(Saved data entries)

*****

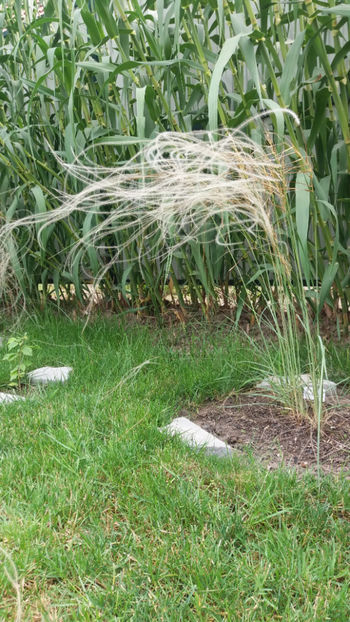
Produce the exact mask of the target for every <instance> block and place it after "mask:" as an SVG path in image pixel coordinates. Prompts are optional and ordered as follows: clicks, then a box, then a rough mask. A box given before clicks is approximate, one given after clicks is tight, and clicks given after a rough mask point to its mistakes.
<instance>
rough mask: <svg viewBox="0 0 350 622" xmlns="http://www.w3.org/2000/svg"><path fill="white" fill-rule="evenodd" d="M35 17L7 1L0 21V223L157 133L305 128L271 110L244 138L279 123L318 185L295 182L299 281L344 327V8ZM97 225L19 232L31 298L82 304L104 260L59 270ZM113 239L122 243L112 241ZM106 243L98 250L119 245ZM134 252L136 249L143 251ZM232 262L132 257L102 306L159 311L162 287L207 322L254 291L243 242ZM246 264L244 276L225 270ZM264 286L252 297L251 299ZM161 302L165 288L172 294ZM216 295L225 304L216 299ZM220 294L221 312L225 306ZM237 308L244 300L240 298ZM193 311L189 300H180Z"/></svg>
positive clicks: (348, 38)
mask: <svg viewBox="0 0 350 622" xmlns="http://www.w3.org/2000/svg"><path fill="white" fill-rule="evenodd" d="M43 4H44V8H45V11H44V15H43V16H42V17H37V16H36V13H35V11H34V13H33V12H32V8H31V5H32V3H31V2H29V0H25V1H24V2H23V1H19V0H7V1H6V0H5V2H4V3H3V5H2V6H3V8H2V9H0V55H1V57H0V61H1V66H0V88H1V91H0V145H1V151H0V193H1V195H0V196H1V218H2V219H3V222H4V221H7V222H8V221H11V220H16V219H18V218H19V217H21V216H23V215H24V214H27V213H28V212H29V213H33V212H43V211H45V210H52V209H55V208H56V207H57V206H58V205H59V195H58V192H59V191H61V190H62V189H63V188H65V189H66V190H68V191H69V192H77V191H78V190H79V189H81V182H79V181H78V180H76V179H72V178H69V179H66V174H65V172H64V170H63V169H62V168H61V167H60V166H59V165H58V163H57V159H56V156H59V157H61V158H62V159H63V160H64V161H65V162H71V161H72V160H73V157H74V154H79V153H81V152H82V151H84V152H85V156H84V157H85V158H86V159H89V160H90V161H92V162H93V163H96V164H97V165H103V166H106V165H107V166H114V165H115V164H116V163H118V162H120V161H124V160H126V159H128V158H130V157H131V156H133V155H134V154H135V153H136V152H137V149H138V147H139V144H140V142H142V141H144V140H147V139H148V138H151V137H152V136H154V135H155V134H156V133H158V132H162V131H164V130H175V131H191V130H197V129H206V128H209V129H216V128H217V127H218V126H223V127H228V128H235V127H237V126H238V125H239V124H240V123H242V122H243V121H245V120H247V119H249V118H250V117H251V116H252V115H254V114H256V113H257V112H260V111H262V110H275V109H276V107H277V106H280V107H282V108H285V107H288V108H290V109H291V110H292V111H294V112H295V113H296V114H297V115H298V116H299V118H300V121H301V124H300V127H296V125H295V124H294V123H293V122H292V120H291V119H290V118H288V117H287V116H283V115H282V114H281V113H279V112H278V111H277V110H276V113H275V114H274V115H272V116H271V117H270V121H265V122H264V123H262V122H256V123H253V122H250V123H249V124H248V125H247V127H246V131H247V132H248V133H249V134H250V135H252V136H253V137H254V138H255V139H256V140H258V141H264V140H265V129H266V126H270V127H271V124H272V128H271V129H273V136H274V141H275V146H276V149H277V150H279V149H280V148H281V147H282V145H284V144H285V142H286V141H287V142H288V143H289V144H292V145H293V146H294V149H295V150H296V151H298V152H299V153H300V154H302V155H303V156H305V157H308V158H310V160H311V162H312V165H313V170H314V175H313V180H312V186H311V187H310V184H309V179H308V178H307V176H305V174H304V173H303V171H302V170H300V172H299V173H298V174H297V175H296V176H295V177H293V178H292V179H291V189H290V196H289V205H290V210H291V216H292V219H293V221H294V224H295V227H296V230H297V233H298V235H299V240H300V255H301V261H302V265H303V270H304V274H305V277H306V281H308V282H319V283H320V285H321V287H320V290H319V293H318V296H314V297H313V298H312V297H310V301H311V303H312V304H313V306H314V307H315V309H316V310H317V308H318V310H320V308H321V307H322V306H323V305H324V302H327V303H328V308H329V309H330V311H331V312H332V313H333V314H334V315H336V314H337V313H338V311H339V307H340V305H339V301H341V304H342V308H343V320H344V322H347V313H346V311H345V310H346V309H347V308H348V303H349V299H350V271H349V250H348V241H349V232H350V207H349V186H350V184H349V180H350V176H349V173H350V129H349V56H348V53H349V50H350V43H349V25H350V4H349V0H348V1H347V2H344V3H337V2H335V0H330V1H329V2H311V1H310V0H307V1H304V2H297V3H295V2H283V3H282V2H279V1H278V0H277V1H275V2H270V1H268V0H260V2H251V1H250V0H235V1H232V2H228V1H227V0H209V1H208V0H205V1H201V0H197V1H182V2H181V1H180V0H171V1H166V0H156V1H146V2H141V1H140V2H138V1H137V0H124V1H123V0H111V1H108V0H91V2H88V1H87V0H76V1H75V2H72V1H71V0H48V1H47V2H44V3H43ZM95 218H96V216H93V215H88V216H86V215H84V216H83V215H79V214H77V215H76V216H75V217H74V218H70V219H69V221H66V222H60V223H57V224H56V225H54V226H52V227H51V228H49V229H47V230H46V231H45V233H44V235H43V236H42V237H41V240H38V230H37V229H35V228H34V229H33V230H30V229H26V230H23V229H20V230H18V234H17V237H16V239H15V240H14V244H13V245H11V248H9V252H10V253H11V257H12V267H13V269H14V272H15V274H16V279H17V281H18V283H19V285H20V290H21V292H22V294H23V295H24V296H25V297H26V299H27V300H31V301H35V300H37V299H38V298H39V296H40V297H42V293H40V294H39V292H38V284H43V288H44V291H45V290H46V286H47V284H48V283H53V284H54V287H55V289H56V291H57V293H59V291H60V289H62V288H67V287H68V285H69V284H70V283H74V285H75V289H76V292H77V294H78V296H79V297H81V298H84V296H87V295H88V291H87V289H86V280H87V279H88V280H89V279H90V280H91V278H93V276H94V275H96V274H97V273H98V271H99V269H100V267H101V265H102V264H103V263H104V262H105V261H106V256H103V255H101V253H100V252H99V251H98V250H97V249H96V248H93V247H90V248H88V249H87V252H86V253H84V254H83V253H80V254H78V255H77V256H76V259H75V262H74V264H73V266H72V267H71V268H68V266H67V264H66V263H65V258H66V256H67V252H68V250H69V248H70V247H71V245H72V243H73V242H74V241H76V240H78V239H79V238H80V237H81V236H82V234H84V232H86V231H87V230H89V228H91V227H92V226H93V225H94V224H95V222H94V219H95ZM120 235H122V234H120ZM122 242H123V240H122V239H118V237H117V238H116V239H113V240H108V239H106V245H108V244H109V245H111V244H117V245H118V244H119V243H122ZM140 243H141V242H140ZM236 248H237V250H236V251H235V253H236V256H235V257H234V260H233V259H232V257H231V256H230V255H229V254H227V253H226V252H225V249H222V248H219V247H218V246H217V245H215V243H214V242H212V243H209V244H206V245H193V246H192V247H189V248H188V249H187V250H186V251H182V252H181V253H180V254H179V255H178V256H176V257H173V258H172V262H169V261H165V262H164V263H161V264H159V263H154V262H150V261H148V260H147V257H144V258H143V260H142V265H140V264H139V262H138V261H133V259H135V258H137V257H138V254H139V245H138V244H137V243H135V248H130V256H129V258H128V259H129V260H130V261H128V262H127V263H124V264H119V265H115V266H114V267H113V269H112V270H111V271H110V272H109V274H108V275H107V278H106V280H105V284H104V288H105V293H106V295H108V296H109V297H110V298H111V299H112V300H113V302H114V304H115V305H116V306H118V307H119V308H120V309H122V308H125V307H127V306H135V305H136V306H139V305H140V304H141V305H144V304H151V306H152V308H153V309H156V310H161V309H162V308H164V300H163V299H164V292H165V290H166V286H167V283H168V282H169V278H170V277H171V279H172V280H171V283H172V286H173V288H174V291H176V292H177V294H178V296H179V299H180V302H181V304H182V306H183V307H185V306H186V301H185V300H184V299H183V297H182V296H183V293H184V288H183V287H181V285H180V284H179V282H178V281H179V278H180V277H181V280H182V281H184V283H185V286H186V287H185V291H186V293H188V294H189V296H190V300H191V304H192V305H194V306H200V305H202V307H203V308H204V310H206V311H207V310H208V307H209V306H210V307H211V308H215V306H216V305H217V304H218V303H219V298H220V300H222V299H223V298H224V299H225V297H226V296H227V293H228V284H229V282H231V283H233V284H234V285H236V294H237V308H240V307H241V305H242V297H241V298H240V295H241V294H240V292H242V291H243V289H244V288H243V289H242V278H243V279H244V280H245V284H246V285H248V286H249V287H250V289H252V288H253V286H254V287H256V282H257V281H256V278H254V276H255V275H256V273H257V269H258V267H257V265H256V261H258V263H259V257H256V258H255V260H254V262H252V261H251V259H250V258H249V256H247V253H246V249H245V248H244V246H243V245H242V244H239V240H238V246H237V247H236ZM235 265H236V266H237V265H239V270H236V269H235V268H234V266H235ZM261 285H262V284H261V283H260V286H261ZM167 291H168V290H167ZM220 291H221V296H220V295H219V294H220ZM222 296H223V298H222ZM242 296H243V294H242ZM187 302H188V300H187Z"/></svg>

*****

== EXERCISE REQUIREMENTS ==
The response is to contain exactly the lines from the beginning of the data through the line containing "rough mask: <svg", both ends included, and nothing else; omit the pictures.

== REPLY ==
Produce the exact mask of the target for every <instance> block and place it after "mask:" as an SVG path in image pixel coordinates. Prompts are optional and ordered as follows: clicks, then a box, then a rough mask. A box given before clicks is approximate, one given after clicks is tight, and clicks given after a rough mask point to its mistakes.
<instance>
rough mask: <svg viewBox="0 0 350 622" xmlns="http://www.w3.org/2000/svg"><path fill="white" fill-rule="evenodd" d="M35 17L7 1L0 21V223L157 133L305 128L271 110L244 138L279 123L318 185L295 182L299 281L344 327V8ZM97 225L19 232L31 298L82 304L104 260L59 270ZM113 239L122 243L112 241ZM106 243L98 250L119 245ZM134 252L136 249L143 251ZM232 262L132 257L102 306L159 311L162 287L207 322L254 291L243 242ZM246 264L244 276L225 270ZM264 286L252 297L251 299ZM161 302L165 288L172 294ZM216 295L225 304L216 299ZM220 294L221 312L225 306ZM237 308L244 300L240 298ZM193 311L189 300H180Z"/></svg>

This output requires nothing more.